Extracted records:

=======

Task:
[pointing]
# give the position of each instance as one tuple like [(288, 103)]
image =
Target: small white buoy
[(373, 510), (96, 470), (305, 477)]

=======

# Instructions to follow
Lay out the listing above as a two-column CSV with the header row instruction,response. In each row, put the full text in the instruction column and its answer in the response column, wrap both fields in double quotes, and replace line breaks with spaces.

# Final result
instruction,response
"Task: [pointing] # give the position of each instance as one tuple like [(288, 103)] image = Target: small white buoy","[(373, 510), (96, 470), (305, 477)]"